Autor: Stefan Niggemeier

Die NPD in der „Torgauer Zeitung“ (2)

In der „Frankfurter Rundschau“ äußert sich die „Torgauer Zeitung“ zu der Frage, warum das Blatt (wie berichtet) eine Pressemitteilung der NPD unkommentiert, in voller, erstaunlicher Länge und inklusive des NSDAP-Kampfbegriffs „Systempartei“ abdruckte:

Chefredakteur Thomas Stöber räumt ein, dass eine redaktionelle Auseinandersetzung besser gewesen wäre: „Der Kollege hat das nicht ordentlich bearbeitet, weil ihm da der Einblick fehlt“, sagte er der FR. Der für die Rechtsextremen zuständige Redakteur war in Urlaub.

Stöber klagt zudem, dass ihm gute Leute und Geld fehlten.

Gegenüber dem „Störungsmelder“ der „Zeit“ schloss Stöber aus, die Pressemitteilung von der Internetseite seiner Zeitung zu entfernen: Schließlich würden auch die Pressemitteilungen anderer Parteien mitunter kommentarlos veröffentlicht.

○ ○ ○ ○

Aufgaben =>
1 > Schreiben Sie aus dem Text über die „Torgauer Zeitung“ den Abschnitt von „Autor: Stefan Niggemeier“ bis einschließlich „mitunter kommentarlos veröffentlicht.“ wortgetreu ab.
2 > Stimmen die folgenden Aussagen mit dem Text über die „Torgauer Zeitung“ überein? Antworten Sie jeweils mit Ja oder Nein und zitieren Sie die entscheidenden Worte des Textes wörtlich.
(a) Der für die Rechtsextremen zuständige Redakteur war in Urlaub.
(b) Stöber will die Pressemitteilung von der Internetseite seiner Zeitung entfernen.
(c) Stöber klagt, dass ihm gute Leute und Geld fehlen.
Die Daten braucht man hier nicht.

Datenteil =>
○ ○ ○ ○

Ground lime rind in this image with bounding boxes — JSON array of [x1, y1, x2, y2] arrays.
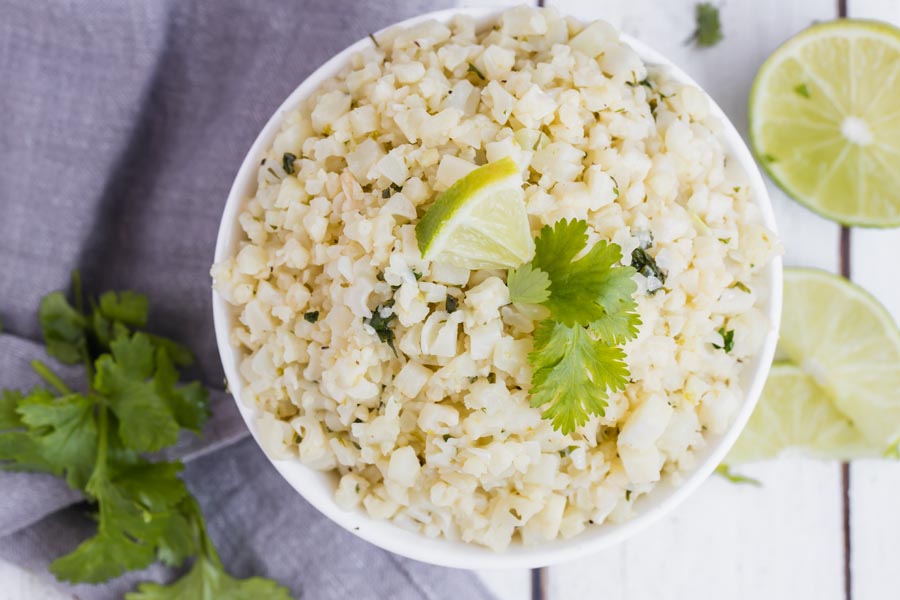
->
[[749, 19, 900, 227], [725, 363, 883, 465], [779, 269, 900, 449], [416, 158, 534, 269]]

○ ○ ○ ○

Lösungen =>
1 >
Autor: Stefan Niggemeier

Die NPD in der „Torgauer Zeitung“ (2)

In der „Frankfurter Rundschau“ äußert sich die „Torgauer Zeitung“ zu der Frage, warum das Blatt (wie berichtet) eine Pressemitteilung der NPD unkommentiert, in voller, erstaunlicher Länge und inklusive des NSDAP-Kampfbegriffs „Systempartei“ abdruckte:

Chefredakteur Thomas Stöber räumt ein, dass eine redaktionelle Auseinandersetzung besser gewesen wäre: „Der Kollege hat das nicht ordentlich bearbeitet, weil ihm da der Einblick fehlt“, sagte er der FR. Der für die Rechtsextremen zuständige Redakteur war in Urlaub.

Stöber klagt zudem, dass ihm gute Leute und Geld fehlten.

Gegenüber dem „Störungsmelder“ der „Zeit“ schloss Stöber aus, die Pressemitteilung von der Internetseite seiner Zeitung zu entfernen: Schließlich würden auch die Pressemitteilungen anderer Parteien mitunter kommentarlos veröffentlicht.

2 >
(a) Ja: „Der für die Rechtsextremen zuständige Redakteur war in Urlaub.“
(b) Nein: „schloss Stöber aus, die Pressemitteilung von der Internetseite seiner Zeitung zu entfernen“
(c) Ja: „Stöber klagt zudem, dass ihm gute Leute und Geld fehlten.“